── Estratto ──

Nel novembre del 2002 troviamo, appunto, mister “accuscì” indaffaratissimo a lanciare l’allarme “dell’avvio di un’ulteriore iniziativa mediatico-giudiziaria in pregiudizio del Presidente del Consiglio Silvio Berlusconi e dell’onorevole Dell’Utri”. Avete capito? Un ufficio del Sismi diramava questi allarmi. Bisognava impegnare il Servizio per proteggere due criminali. Per forza che in quelle stesse ore perdevamo posizioni di ascolto, reperimento di informazioni, analisi in tutto il Mediterraneo dove operavano agguerriti Servizi Segreti di paesi interessati (vedi Francia) a scalzarci dalle nostre posizioni geopolitiche e, oso dire, relazioni culturali. Siamo rimasti col culo per terra, passo dopo passo, in Tunisia, Algeria, Libia, Egitto, Libano, Siria. Tutto è stato sacrificato al dio Berlusconi.
Perché Berlusconi fosse il padrone di Nicolò Pollari e quindi di Pio Pompa è uno dei tanti misteri che aspettano spiegazioni alla caduta di questo regime partitocratico. Nicolò Pollari è un uomo colto e competente. Pio Pompa è una mezza cartuccia ed è sembrato essere una minaccia per le istituzioni democratiche, per la pochezza del quadro generale in cui operava. A conferma di questa affermazione, impegnativa e definitiva, ricordo a chi mi leggesse che, il “diabolico” Pio Pompa aveva frequentato, negli anni successivi all’omicidio, la coppia delle assassine del povero Maurizio Gucci, “sparato” il 27 marzo 1995.
Mister “accuscì” frequentava Patrizia Reggiani Martinelli e Pina Auriemma, rispettivamente nel ruolo di moglie e amica cartomante del povero Gucci, senza mai aver sentore dell’ordito criminale che legava le due signore. Il fine investigatore, il sottile tessitore di trame carsiche, il cazzutissimo fustigatore di toghe bolsceviche, incontrava le assassine negli uffici della “Tellus multimediale srl “, a Corso Vittorio angolo Piazza Sant’Andrea della Valle, per organizzare un import export di spaghetti e sughi di pomodoro sotto il brand di garanzia, “Gucci”. Marchio appena ereditato dall’assassina. Vi basta?

───
── Righe di dati ──

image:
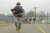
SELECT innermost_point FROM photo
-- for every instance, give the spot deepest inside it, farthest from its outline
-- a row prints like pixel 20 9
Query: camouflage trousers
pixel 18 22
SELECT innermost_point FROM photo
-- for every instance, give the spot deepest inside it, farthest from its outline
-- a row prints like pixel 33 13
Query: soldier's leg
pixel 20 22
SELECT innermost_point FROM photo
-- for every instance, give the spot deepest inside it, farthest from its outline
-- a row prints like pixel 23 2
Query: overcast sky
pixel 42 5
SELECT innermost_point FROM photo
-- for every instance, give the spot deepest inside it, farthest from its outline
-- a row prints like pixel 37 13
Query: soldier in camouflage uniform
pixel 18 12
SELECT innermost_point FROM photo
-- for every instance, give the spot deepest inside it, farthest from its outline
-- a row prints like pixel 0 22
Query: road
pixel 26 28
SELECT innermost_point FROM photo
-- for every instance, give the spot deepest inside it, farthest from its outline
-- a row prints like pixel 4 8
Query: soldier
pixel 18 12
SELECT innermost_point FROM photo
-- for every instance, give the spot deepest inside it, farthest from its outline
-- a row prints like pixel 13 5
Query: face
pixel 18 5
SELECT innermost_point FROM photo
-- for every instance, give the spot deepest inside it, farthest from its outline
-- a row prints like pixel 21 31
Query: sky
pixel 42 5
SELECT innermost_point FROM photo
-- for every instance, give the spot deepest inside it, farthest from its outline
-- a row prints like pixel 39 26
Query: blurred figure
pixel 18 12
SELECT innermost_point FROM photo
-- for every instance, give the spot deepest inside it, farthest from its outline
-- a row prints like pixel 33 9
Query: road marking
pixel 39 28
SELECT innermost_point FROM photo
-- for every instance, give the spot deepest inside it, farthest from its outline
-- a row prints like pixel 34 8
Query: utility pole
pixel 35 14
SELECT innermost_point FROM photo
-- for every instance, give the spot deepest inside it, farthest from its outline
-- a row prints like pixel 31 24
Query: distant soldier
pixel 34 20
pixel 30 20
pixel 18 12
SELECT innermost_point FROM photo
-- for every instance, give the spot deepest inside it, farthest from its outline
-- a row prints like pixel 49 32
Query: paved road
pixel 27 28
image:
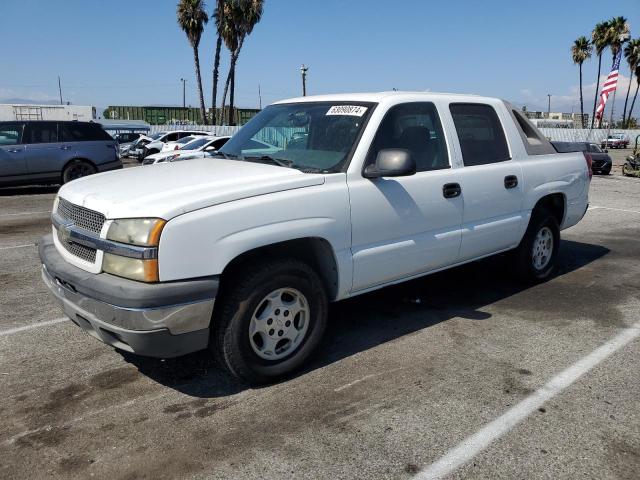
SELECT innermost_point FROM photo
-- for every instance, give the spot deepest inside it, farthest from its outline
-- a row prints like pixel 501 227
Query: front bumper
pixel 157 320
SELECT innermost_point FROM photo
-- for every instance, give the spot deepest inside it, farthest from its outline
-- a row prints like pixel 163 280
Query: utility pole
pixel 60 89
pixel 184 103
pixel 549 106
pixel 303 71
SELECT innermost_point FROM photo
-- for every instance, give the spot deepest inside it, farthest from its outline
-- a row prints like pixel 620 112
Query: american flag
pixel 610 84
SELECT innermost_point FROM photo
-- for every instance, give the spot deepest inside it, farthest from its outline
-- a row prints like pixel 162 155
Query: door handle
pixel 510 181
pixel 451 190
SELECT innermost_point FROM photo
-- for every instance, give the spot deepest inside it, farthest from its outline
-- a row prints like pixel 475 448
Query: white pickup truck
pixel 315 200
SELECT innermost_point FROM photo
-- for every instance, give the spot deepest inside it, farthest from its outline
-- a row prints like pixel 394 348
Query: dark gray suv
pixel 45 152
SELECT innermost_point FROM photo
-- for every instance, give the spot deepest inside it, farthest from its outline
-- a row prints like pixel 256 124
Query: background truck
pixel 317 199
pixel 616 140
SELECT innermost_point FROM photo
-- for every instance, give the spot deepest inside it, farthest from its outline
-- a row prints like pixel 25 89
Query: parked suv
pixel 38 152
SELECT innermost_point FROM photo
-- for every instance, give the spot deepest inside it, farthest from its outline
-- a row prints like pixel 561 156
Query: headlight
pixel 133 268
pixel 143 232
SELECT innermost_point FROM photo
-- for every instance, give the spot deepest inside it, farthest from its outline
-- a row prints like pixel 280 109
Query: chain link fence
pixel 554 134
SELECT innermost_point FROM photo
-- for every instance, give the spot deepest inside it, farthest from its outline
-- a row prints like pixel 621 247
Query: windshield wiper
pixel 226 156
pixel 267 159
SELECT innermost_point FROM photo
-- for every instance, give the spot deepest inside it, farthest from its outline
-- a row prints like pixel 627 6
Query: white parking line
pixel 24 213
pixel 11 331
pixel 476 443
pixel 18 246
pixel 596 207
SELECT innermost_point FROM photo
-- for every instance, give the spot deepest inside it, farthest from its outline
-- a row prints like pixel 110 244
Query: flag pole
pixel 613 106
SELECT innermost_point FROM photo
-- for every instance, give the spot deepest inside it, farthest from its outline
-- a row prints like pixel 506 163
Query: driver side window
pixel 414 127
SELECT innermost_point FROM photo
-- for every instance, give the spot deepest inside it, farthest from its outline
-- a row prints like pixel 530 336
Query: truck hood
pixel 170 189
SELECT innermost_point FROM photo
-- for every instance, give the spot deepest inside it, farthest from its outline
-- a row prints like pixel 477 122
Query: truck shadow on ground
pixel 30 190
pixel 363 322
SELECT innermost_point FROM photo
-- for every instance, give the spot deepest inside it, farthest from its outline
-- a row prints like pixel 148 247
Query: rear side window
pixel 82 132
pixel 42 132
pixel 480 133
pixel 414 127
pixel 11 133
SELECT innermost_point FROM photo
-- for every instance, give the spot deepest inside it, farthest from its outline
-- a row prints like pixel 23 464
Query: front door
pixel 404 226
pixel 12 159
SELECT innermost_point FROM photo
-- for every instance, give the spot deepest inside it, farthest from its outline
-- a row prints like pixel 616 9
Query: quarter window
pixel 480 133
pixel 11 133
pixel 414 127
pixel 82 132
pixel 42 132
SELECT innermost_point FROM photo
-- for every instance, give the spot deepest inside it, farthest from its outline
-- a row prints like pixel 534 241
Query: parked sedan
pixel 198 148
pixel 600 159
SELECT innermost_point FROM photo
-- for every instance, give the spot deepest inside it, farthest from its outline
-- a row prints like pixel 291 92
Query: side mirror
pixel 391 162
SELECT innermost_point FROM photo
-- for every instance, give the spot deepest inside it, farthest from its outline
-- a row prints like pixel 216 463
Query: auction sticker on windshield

───
── Righe di dati ──

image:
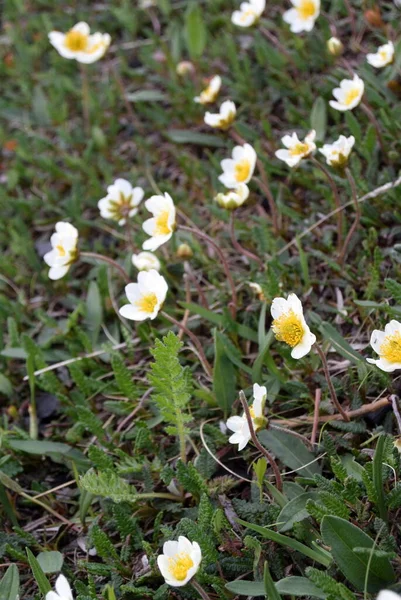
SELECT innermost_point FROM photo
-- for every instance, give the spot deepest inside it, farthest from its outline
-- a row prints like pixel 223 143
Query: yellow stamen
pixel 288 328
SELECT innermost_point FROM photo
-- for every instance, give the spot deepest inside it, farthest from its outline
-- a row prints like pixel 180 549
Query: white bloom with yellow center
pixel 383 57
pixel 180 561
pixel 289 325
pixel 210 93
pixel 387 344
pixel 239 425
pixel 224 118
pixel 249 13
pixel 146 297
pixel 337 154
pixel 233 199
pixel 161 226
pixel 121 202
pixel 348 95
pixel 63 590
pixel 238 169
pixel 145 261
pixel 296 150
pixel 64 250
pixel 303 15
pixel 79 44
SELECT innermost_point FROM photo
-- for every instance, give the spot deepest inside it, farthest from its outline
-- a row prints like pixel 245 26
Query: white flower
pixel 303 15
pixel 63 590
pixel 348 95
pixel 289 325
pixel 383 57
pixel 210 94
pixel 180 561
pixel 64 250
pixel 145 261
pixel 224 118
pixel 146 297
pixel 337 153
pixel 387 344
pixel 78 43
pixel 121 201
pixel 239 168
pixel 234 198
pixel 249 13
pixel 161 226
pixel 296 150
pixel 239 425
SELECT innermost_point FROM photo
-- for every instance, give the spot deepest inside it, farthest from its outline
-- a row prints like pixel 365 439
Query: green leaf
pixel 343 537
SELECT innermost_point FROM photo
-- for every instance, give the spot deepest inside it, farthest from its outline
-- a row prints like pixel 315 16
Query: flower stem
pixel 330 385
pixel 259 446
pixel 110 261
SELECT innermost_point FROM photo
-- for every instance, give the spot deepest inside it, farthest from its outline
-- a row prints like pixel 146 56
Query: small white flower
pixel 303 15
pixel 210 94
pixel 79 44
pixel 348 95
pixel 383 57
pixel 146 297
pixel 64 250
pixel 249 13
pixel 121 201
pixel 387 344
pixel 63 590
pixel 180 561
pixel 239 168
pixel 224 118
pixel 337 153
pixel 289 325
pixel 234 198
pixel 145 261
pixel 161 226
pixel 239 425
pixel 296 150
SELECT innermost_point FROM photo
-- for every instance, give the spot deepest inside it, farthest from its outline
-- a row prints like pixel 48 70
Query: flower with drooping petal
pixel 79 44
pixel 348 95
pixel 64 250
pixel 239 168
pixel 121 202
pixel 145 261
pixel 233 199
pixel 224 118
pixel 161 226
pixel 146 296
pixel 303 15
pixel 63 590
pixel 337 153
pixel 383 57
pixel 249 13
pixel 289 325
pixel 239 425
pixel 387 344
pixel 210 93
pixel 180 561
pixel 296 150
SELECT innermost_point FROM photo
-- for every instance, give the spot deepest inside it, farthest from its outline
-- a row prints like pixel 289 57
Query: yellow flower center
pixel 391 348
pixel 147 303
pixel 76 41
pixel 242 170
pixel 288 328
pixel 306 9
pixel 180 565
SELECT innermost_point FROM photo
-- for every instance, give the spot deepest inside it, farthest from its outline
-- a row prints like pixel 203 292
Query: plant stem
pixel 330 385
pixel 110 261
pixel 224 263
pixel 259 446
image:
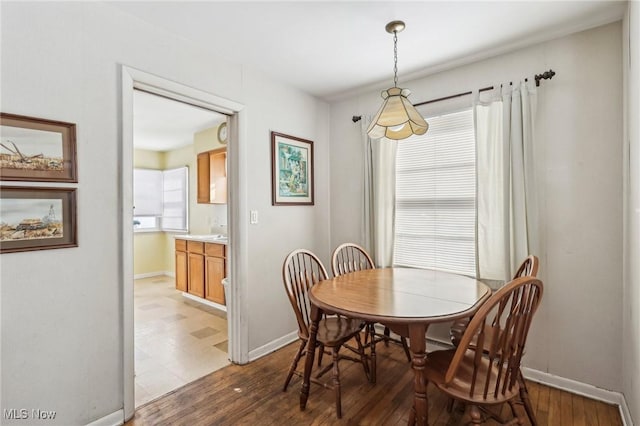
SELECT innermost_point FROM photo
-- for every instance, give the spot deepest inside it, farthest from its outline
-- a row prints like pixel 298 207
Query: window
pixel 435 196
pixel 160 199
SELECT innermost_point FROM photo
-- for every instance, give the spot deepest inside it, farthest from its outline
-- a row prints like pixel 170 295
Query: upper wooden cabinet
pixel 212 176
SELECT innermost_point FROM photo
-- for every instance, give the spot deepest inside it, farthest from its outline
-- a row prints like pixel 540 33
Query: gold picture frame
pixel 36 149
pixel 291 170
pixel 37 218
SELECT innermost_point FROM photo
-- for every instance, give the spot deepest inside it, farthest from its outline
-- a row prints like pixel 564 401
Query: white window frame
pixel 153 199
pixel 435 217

───

- Obiettivo 1:
Secondo l'estratto, con quale marchio si voleva organizzare l'import export di spaghetti e sughi di pomodoro?
- Obiettivo 2:
Ricopia dall'estratto il passo che comincia con "Nel novembre del" e termina con "al dio Berlusconi.".

- Risposta scritta 1:
Con il marchio “Gucci”.

- Risposta scritta 2:
Nel novembre del 2002 troviamo, appunto, mister “accuscì” indaffaratissimo a lanciare l’allarme “dell’avvio di un’ulteriore iniziativa mediatico-giudiziaria in pregiudizio del Presidente del Consiglio Silvio Berlusconi e dell’onorevole Dell’Utri”. Avete capito? Un ufficio del Sismi diramava questi allarmi. Bisognava impegnare il Servizio per proteggere due criminali. Per forza che in quelle stesse ore perdevamo posizioni di ascolto, reperimento di informazioni, analisi in tutto il Mediterraneo dove operavano agguerriti Servizi Segreti di paesi interessati (vedi Francia) a scalzarci dalle nostre posizioni geopolitiche e, oso dire, relazioni culturali. Siamo rimasti col culo per terra, passo dopo passo, in Tunisia, Algeria, Libia, Egitto, Libano, Siria. Tutto è stato sacrificato al dio Berlusconi.